Zu erledigende Aufgaben:
a. Wann findet die Kassennachschau laut dem Text zur Kassennachschau statt?
b. Setze den Text zur Kassennachschau im Anschluss an seinen letzten Satz fort.

Zu lesender Text:

◆ ◆ ◆ ◆ ◆ ◆ ◆

Kassennachschau ist eine Prüfung der Ordnungsmäßigkeit der Aufzeichnungen und Buchungen von Kasseneinnahmen und Kassenausgaben durch die damit betrauten Amtsträger der Finanzbehörde (§ 146b Abs. 1 Satz 1 AO). Sie erfolgt ohne vorherige Ankündigung und außerhalb einer Außenprüfung während der üblichen Geschäfts- und Arbeitszeiten. Dazu dürfen Geschäftsgrundstücke oder Geschäftsräume von Steuerpflichtigen betreten werden, um Sachverhalte festzustellen, die für die Besteuerung erheblich sein können. Der Kassennachschau unterliegt auch die Prüfung der elektronischen oder computergestützten Kassensysteme und Registrierkassen im Sinne der Kassensicherungsverordnung (§ 146b Abs. 1 Satz 2, § 146a AO).

Bei der Kassennachschau handelt es sich um ein Kontrollinstrument eigener Art. Sie ist ein eigenständiges Verfahren zur zeitnahen Aufklärung steuererheblicher Sachverhalte u. a. im Zusammenhang mit der ordnungsgemäßen Erfassung von Geschäftsvorfällen, insbesondere Kassenaufzeichnungen.

◆ ◆ ◆ ◆ ◆ ◆ ◆

Datensatz:
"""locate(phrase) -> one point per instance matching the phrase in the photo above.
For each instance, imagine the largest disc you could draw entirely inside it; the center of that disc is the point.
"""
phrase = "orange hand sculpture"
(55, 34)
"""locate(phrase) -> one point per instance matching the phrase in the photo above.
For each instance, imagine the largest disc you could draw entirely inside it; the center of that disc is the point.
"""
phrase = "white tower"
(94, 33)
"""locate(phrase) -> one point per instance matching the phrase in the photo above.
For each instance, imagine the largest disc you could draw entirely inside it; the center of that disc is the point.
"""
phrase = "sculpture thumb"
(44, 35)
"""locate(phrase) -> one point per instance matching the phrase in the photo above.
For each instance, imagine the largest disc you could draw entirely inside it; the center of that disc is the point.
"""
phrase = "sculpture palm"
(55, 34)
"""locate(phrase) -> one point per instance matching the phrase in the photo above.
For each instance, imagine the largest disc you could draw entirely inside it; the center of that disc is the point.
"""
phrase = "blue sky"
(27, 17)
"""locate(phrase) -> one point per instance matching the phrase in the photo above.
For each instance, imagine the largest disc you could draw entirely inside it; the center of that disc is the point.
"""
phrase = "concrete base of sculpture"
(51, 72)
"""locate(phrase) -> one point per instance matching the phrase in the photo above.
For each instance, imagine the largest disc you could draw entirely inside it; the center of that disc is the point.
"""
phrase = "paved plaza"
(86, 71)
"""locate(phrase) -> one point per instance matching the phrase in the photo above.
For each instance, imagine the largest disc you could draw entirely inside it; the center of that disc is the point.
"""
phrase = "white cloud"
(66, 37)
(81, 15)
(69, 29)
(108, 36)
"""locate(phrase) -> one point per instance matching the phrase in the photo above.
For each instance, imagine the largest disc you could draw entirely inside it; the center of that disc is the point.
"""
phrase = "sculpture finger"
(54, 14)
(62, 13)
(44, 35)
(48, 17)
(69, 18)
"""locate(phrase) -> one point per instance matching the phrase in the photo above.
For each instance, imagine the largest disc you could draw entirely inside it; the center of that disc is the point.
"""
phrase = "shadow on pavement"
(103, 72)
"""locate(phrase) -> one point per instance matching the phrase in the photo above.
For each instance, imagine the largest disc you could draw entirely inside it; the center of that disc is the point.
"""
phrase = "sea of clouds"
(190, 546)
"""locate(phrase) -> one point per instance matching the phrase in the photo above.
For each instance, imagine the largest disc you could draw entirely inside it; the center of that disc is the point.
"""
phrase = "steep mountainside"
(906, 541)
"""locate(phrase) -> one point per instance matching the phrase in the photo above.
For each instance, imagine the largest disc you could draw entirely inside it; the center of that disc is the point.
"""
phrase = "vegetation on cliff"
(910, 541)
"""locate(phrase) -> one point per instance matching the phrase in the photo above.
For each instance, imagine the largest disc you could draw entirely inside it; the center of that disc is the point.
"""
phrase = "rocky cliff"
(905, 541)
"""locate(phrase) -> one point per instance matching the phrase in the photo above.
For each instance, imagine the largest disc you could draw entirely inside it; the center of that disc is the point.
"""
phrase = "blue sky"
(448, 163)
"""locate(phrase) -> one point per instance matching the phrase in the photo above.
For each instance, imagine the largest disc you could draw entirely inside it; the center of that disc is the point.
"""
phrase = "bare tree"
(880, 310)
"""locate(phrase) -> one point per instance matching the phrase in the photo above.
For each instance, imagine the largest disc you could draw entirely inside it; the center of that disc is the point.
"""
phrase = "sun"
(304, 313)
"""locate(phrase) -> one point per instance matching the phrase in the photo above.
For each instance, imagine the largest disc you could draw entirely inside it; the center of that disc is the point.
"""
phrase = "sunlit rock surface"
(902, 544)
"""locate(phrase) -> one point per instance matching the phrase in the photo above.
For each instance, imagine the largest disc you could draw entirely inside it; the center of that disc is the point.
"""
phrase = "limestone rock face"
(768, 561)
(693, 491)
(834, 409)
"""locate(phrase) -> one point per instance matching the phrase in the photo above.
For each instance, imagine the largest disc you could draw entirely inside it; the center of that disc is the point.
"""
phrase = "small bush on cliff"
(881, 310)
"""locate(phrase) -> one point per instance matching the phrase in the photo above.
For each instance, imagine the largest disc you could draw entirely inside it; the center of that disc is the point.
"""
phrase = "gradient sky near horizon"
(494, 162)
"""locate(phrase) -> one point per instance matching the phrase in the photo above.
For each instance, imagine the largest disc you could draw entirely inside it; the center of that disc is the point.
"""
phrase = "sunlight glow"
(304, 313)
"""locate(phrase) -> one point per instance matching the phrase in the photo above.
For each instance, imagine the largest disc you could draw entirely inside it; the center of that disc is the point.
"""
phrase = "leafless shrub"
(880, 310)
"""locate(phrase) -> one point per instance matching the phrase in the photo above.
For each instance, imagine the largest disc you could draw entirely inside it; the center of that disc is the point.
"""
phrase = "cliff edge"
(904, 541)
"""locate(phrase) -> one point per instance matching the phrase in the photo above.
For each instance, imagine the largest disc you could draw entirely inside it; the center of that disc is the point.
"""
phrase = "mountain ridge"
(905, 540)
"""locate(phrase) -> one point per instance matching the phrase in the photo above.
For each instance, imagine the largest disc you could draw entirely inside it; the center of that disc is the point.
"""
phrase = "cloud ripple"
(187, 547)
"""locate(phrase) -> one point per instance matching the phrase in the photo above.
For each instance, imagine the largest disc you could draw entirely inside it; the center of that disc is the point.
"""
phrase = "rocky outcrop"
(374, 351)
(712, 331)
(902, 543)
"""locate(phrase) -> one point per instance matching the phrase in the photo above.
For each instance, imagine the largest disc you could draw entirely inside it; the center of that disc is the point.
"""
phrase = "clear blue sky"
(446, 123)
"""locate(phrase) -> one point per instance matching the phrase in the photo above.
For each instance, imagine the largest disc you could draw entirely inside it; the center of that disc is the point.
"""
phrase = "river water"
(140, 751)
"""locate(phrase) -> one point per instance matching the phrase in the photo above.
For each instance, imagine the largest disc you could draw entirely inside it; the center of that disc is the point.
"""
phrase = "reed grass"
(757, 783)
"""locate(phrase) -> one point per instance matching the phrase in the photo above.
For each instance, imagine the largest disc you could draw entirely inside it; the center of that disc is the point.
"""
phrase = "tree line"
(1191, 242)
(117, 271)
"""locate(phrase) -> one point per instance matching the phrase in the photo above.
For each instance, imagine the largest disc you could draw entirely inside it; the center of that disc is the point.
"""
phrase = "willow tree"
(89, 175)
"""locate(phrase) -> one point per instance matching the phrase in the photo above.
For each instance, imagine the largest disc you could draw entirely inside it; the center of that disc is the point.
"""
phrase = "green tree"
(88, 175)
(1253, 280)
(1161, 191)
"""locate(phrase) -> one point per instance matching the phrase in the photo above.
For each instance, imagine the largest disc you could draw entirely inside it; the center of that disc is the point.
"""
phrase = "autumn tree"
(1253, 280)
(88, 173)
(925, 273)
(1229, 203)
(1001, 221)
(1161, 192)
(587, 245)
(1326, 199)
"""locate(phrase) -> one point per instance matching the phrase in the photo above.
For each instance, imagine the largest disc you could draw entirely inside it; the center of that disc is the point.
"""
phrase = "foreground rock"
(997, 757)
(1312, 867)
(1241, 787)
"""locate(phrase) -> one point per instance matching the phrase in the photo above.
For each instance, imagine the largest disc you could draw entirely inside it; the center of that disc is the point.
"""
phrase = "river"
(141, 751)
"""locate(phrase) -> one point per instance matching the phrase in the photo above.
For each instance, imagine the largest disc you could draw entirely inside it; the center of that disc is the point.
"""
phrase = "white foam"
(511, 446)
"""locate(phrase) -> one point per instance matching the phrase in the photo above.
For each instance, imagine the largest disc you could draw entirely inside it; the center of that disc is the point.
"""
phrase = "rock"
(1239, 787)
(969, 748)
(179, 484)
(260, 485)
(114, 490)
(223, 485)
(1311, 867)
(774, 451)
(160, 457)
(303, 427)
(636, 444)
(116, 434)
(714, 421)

◆ ◆ ◆ ◆ ◆ ◆ ◆

Ergebnisse in Reihenfolge:
a. Sie findet ohne vorherige Ankündigung, außerhalb einer Außenprüfung und während der üblichen Geschäfts- und Arbeitszeiten statt.

b.
Mit der Einführung der Technischen Sicherheitseinrichtungen und der Belegausgabepflicht verkürzt sich die Kassennachschau entscheidend auf wenige Minuten oder im Idealfall sogar Sekunden.

Rechtsgrundlage

Zum 1. Januar 2018 wurde durch das Gesetz zum Schutz vor Manipulationen an digitalen Grundaufzeichnungen vom 22. Dezember 2016 die Möglichkeit einer Kassen-Nachschau eingeführt (§ 146b AO n.F.).

Für die Kassennachschau ist erforderlich:

  • Zugang zur Kasse
  • Zugang zu aktuellen und historischen Kassenaufzeichnungen
  • Zugang zu aktuellen und alten Speisekarten (bei Gastronomen)
  • Zugang zu Betriebsanleitungen der Kasse
  • ein live durchgeführter Kassensturz.

Je nach Kassenkonstellation waren häufig Betriebsunterbrechungen nötig, um an die Kassendaten zu gelangen – im Extremfall für Stunden – vor allem dann, wenn die Hauptkasse gleichzeitig auch als Kassenserver diente. Einer der häufigsten Fehlinterpretationen lag darin, nur Daten der aktuellen Kasse verfügbar zu haben. Tatsächlich gilt die Aufzeichnungspflicht aber für die vergangenen 10 Jahre, was Daten bereits außer Betrieb genommener Kassen beinhaltet.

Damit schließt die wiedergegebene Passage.